◆ **Input material**
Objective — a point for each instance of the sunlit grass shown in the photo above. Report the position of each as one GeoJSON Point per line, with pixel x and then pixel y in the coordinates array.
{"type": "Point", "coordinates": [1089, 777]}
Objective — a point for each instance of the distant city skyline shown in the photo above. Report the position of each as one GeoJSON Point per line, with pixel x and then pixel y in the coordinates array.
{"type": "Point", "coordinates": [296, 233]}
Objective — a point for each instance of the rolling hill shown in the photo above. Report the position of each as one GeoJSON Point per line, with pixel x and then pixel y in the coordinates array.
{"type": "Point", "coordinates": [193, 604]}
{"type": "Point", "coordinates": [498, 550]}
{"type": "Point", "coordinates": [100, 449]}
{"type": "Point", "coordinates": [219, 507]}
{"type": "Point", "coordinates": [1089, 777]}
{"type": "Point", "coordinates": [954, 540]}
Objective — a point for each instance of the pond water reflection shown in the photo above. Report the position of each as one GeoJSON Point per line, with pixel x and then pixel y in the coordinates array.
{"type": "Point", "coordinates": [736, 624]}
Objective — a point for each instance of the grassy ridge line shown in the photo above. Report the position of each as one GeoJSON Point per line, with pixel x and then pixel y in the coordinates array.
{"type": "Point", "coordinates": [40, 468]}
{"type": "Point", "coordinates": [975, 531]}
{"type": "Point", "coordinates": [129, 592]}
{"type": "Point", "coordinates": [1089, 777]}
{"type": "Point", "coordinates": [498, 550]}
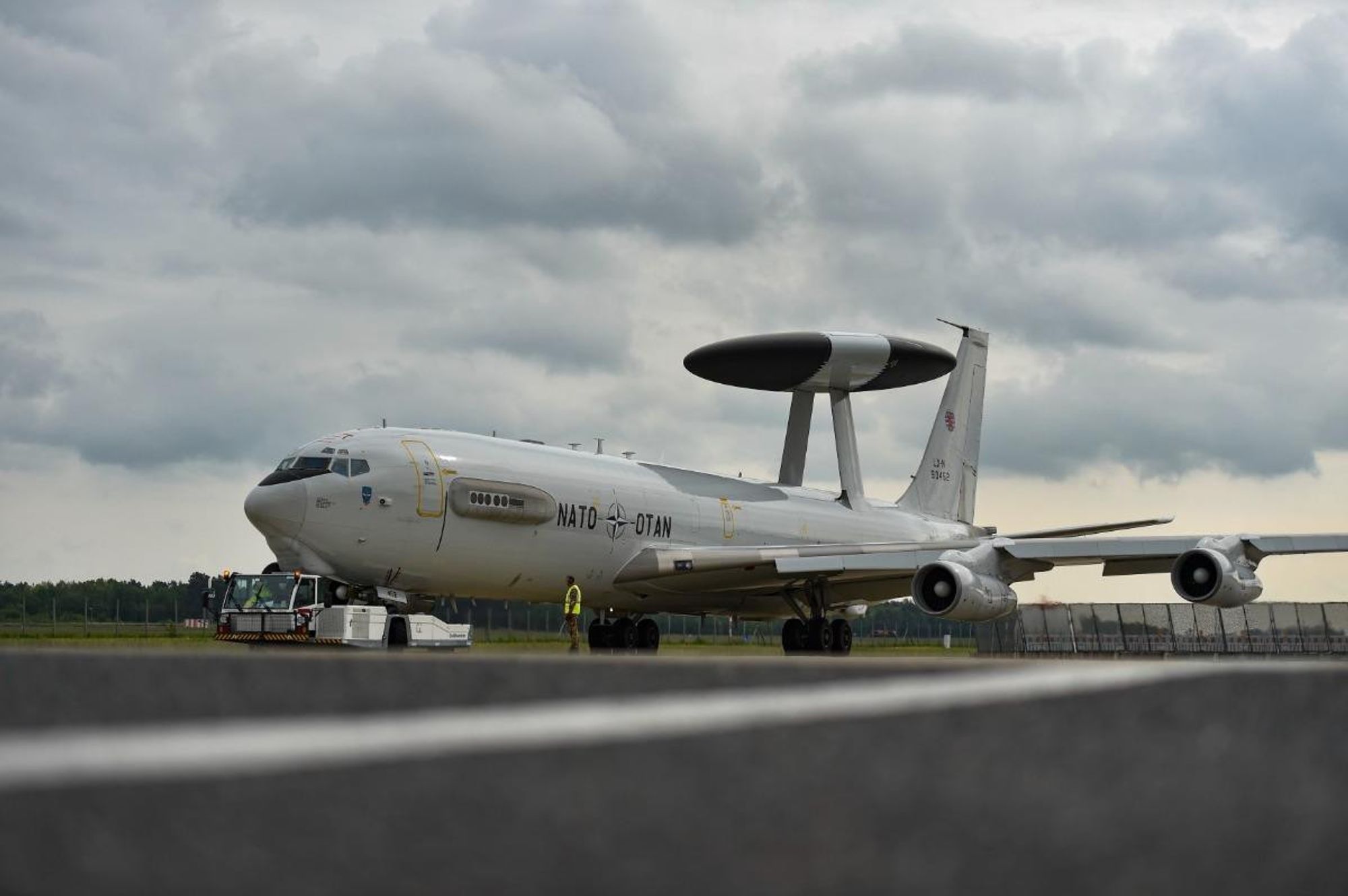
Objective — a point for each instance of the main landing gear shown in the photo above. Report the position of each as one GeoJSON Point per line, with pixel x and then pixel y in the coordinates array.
{"type": "Point", "coordinates": [625, 634]}
{"type": "Point", "coordinates": [818, 637]}
{"type": "Point", "coordinates": [809, 631]}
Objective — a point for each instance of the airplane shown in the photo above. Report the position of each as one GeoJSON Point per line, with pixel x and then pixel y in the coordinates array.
{"type": "Point", "coordinates": [406, 515]}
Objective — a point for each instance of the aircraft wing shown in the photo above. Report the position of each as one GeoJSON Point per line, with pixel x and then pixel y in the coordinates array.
{"type": "Point", "coordinates": [768, 569]}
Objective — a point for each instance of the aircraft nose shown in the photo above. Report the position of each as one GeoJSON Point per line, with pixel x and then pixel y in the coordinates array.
{"type": "Point", "coordinates": [277, 510]}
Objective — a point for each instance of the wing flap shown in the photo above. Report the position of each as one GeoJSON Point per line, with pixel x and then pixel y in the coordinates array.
{"type": "Point", "coordinates": [1091, 529]}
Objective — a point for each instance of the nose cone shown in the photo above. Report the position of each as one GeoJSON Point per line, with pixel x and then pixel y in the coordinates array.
{"type": "Point", "coordinates": [277, 510]}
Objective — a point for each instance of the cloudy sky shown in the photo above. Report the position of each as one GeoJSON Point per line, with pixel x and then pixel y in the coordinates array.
{"type": "Point", "coordinates": [230, 227]}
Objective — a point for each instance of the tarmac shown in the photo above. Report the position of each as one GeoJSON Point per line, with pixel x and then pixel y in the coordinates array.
{"type": "Point", "coordinates": [873, 775]}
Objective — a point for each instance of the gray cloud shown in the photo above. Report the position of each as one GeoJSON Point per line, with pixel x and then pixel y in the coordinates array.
{"type": "Point", "coordinates": [522, 216]}
{"type": "Point", "coordinates": [942, 60]}
{"type": "Point", "coordinates": [493, 123]}
{"type": "Point", "coordinates": [611, 48]}
{"type": "Point", "coordinates": [28, 367]}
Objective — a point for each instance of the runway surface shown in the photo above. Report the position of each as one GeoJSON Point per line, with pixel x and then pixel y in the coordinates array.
{"type": "Point", "coordinates": [334, 773]}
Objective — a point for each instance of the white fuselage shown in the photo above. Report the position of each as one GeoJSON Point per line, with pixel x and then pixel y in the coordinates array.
{"type": "Point", "coordinates": [397, 526]}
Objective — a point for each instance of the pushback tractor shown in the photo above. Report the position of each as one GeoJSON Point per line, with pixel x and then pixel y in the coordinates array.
{"type": "Point", "coordinates": [313, 610]}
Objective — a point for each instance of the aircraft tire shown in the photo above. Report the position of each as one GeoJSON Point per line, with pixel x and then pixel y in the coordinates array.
{"type": "Point", "coordinates": [842, 638]}
{"type": "Point", "coordinates": [623, 634]}
{"type": "Point", "coordinates": [819, 637]}
{"type": "Point", "coordinates": [648, 635]}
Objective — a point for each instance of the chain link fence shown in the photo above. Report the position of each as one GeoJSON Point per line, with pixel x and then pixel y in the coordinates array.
{"type": "Point", "coordinates": [1276, 627]}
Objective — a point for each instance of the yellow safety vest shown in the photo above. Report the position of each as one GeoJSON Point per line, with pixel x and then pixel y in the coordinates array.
{"type": "Point", "coordinates": [572, 603]}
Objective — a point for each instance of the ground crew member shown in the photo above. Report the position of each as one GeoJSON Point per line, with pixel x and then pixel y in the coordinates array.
{"type": "Point", "coordinates": [572, 611]}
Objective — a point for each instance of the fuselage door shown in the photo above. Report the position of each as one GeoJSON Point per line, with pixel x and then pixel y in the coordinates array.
{"type": "Point", "coordinates": [431, 486]}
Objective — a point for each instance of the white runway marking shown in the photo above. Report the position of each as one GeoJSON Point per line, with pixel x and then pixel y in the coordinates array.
{"type": "Point", "coordinates": [231, 748]}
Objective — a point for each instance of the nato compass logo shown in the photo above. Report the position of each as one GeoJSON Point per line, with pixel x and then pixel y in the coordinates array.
{"type": "Point", "coordinates": [617, 521]}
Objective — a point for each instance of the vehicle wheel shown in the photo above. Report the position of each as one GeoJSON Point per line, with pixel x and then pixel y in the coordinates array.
{"type": "Point", "coordinates": [842, 637]}
{"type": "Point", "coordinates": [625, 634]}
{"type": "Point", "coordinates": [648, 635]}
{"type": "Point", "coordinates": [819, 637]}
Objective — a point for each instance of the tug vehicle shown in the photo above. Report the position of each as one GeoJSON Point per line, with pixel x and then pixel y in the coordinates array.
{"type": "Point", "coordinates": [315, 610]}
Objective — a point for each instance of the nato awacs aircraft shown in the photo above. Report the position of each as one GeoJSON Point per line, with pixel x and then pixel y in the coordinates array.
{"type": "Point", "coordinates": [404, 515]}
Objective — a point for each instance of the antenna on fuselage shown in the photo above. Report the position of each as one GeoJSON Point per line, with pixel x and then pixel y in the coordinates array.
{"type": "Point", "coordinates": [805, 364]}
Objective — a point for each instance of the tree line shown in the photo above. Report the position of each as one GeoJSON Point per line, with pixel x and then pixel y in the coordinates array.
{"type": "Point", "coordinates": [106, 600]}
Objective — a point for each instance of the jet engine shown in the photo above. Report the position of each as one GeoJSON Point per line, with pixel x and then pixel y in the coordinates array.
{"type": "Point", "coordinates": [955, 588]}
{"type": "Point", "coordinates": [1217, 573]}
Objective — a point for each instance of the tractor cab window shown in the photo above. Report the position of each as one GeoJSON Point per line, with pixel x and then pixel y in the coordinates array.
{"type": "Point", "coordinates": [305, 595]}
{"type": "Point", "coordinates": [272, 592]}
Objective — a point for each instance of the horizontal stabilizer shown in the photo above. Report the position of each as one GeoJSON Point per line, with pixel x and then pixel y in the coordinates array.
{"type": "Point", "coordinates": [1093, 529]}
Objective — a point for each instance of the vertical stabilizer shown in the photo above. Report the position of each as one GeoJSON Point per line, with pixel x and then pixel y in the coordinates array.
{"type": "Point", "coordinates": [948, 479]}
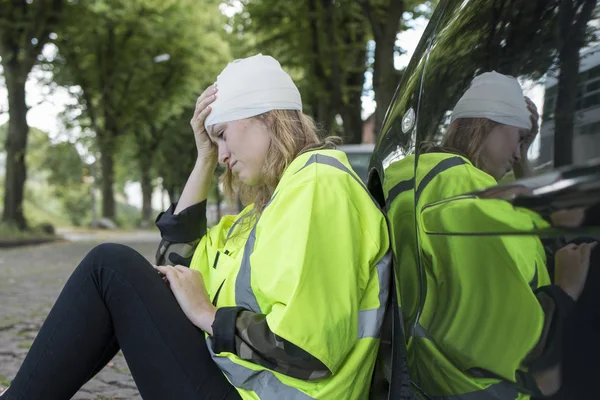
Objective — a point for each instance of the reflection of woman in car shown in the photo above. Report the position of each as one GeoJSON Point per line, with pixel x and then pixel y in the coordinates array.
{"type": "Point", "coordinates": [283, 301]}
{"type": "Point", "coordinates": [481, 318]}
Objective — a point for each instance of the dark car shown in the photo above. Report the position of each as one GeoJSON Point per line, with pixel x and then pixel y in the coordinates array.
{"type": "Point", "coordinates": [552, 48]}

◆ **What to produce**
Reproduce the listing above exactly from the line containing "Objective — a point for each instance of the reflection" through its last line, with both of those lines included.

◆ **Answer in full**
Objective — a point for each instance of the reflection of woman in car shown in the photo above. Report the position of each as one GeoJSON Point per line, with pixel x and then pixel y in the coordinates array.
{"type": "Point", "coordinates": [283, 301]}
{"type": "Point", "coordinates": [481, 318]}
Objective — a point for each instance of the dark car shown in the photo above. Report the position of each as one GeoJSON Point per line, with pixel x and then pixel y in the coordinates array.
{"type": "Point", "coordinates": [552, 48]}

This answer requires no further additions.